What this task involves |
Rewrite the listing below, renaming "crop-scouting log" as "vehicle inspection log" throughout and leaving everything else unchanged.

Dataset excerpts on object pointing
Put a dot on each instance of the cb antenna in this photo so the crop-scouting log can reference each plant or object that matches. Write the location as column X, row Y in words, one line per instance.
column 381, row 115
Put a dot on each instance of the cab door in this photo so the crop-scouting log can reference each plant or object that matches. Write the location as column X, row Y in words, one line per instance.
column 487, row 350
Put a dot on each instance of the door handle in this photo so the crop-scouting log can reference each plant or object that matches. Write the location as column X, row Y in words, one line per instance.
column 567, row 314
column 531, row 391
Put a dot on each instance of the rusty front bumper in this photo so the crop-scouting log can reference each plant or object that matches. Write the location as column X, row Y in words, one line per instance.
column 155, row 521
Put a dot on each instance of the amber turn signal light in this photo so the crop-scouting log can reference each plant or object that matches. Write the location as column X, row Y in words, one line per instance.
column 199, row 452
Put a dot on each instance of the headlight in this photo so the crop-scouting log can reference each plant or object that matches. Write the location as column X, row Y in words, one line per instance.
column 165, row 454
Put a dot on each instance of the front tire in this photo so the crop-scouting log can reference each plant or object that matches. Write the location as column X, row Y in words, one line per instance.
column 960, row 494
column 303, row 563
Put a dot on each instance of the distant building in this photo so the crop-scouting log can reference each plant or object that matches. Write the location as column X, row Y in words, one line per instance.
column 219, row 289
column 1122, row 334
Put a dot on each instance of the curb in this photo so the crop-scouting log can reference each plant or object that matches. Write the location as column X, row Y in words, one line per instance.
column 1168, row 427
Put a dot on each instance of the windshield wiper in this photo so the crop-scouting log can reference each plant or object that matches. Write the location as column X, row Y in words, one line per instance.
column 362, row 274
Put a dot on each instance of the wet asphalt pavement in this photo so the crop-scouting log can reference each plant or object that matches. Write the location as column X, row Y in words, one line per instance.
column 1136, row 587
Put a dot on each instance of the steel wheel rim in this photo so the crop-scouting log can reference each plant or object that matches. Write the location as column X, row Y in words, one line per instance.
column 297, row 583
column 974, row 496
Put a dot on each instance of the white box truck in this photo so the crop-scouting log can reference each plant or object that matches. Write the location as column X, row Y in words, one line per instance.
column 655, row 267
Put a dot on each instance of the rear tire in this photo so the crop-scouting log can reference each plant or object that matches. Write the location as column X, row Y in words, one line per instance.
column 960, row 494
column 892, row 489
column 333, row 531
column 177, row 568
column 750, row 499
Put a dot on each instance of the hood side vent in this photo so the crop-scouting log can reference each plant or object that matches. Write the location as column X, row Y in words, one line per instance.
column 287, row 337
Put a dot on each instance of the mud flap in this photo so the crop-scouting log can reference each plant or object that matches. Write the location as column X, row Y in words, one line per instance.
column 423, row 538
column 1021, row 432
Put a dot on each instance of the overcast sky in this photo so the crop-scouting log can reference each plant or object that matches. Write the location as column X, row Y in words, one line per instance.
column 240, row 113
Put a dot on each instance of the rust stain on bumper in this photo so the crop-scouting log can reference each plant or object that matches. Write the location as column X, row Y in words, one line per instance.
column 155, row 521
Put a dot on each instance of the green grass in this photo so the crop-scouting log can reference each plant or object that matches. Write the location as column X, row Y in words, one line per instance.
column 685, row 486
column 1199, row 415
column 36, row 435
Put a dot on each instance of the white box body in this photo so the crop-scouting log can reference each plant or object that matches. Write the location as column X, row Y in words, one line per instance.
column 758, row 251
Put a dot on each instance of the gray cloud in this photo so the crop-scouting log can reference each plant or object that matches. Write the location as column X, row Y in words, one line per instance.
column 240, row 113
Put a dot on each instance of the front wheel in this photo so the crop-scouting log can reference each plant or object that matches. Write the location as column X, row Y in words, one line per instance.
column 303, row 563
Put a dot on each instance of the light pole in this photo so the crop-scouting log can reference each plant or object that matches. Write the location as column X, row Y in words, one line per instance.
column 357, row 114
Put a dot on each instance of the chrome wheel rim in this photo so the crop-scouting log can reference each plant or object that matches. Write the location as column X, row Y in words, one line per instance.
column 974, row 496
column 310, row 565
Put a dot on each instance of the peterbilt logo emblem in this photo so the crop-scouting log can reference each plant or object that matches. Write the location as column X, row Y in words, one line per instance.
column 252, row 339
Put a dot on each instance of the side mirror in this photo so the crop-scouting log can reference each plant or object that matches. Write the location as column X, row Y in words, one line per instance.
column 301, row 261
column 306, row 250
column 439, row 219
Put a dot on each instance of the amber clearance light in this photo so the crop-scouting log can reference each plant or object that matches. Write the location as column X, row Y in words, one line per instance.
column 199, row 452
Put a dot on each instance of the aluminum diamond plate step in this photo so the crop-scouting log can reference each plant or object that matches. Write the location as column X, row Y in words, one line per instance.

Exercise response |
Put a dot on each instance of the cb antenna in this photo so the vehicle inspection log can reference each plant or object that matches. Write the location as column X, row Y in words, one line per instance.
column 381, row 115
Put a dot on each instance of the cab door in this photo so the vehicle inspection log can reference each plant or object that matches. Write the location as column X, row Y in words, one line per instance.
column 487, row 350
Put a dot on each instance of the door handle in this photo so the vehicle inspection log can reference each plant or object that matches. Write the location as column X, row Y in words, one line per instance.
column 567, row 314
column 531, row 391
Put a dot on each instance of the rusty front bumper in this photo so the vehicle inspection log can reference each plant or object that matches. Write the location as column X, row Y in words, one line per instance.
column 155, row 521
Put a dot on each instance of the amber turn signal light in this photo so the vehicle inspection log can reference each plant or object that matches. Write the location as column X, row Y in words, one line per instance.
column 199, row 452
Put a dot on each instance of the headlight in this photo so the vehicle inspection log can reference each plant or object that matches. Write the location as column X, row Y in words, one line per instance.
column 165, row 454
Put a dot on each instance of the front tire in this photo so the vehicle inspection log can reference each plant or object that matches. Write the location as column X, row Y in words, one line per instance.
column 960, row 494
column 303, row 563
Put a dot on each instance of the distant building in this photo so the vehicle inspection log can reference each plant or object that matches. Write the location as column X, row Y in words, one line per instance.
column 219, row 289
column 1122, row 334
Put a dot on each instance of the curb in this photo so the vehicle inspection log can reference each plant or object that matches. Write the location as column X, row Y in words, one line per instance.
column 1168, row 427
Put a dot on each instance of the windshield wiper in this photo so the vehicle inspection log can reference each plant or object that matches. Write the location as column X, row Y in words, one line per instance.
column 362, row 274
Put a dot on each instance of the wet asphalt pavement in this photo so the vehicle inspection log can reference each plant or object that matches. Write the location as column X, row Y in words, one line per instance.
column 1136, row 587
Put a dot on each instance of the steel wheel rim in this photo so the vehicle inspection log can reference each plant or object that matches. Write the location as column X, row Y in words, one line per instance.
column 297, row 583
column 974, row 496
Put a dot on each instance of the white box truck in this photo so the vehicle inspection log can reference each plant or object that matches. Write the location as column X, row Y in words, one line per instance.
column 655, row 267
Put a dot on each instance of the rear tire in this photo so the vehicle inspection log can reference each plant or object that matches. Write the location as column X, row Y in words, one line per instance.
column 960, row 494
column 892, row 489
column 333, row 531
column 177, row 568
column 750, row 499
Put a dot on each instance of the hood side vent in this photo so the vehicle inspection log can reference each plant or object that matches. Write the location as column X, row Y in words, one line per instance.
column 287, row 337
Put a dot on each instance of the mud flap in this photo so the vehicle inspection log can reference each plant or object that matches. Write the location as column X, row Y in words, one line per instance.
column 423, row 538
column 1021, row 432
Put a dot on each instance of the overcast sky in this photo so the vehicle inspection log can reference each plant or object that matches. Write the location as column X, row Y in words, one line per instance.
column 240, row 113
Put a dot on each instance of the rust stain on bumper in this photo so the vehicle inspection log can reference each plant or object that matches. Write the location as column X, row Y in words, one line per instance.
column 155, row 521
Put a dot on each instance of the green grass in this photo so the vehicle inspection log can reference each plant or object that matches. Write the location as column X, row Y in words, one line per instance.
column 685, row 486
column 1199, row 415
column 36, row 435
Put a dot on each instance of the white box body in this photo so the vehicle inspection log can reference each plant or object that matches. Write the location as column X, row Y in words, one line per instance.
column 758, row 251
Put a dot on each instance of the gray cloud in this photo so the vehicle inspection log can reference each plant or object that matches. Write the location as column X, row Y in words, one line per instance.
column 240, row 113
Put a dot on each instance of the front wheel in this photo so the vehicle inspection log can reference each plant or object that matches. Write the location as column X, row Y in words, one line per instance.
column 303, row 563
Put a dot on each instance of the light pole in this photo so the vehicle inspection log can reference each plant or object that matches. Write the location as column X, row Y in words, one line per instance.
column 357, row 114
Put a dot on each instance of the chrome wheel rim in this photo so the vehicle inspection log can reference each plant or object that matches. Write the location as column X, row Y in words, one line per instance.
column 974, row 496
column 310, row 565
Put a dot on each instance of the peterbilt logo emblem in this photo so the vehicle inspection log can reference each plant or object that matches. Write the location as column X, row Y in words, one line per instance.
column 252, row 339
Put a dot on each instance of the side mirror in this photo so the vehicle inspection log can reference each plant or object that matches. Write the location as column X, row Y in words, one line per instance.
column 301, row 261
column 306, row 250
column 439, row 219
Put a dot on each instance of the amber clearance light in this photo so the vehicle inspection log can reference each plant or object that matches. Write the location as column X, row Y in words, one line per instance.
column 199, row 452
Put a dot on each instance of the aluminum diamond plate step in this photo so the vehicle inspection log can reference each plant or object that matches. Write the location as column X, row Y in words, one line per instance.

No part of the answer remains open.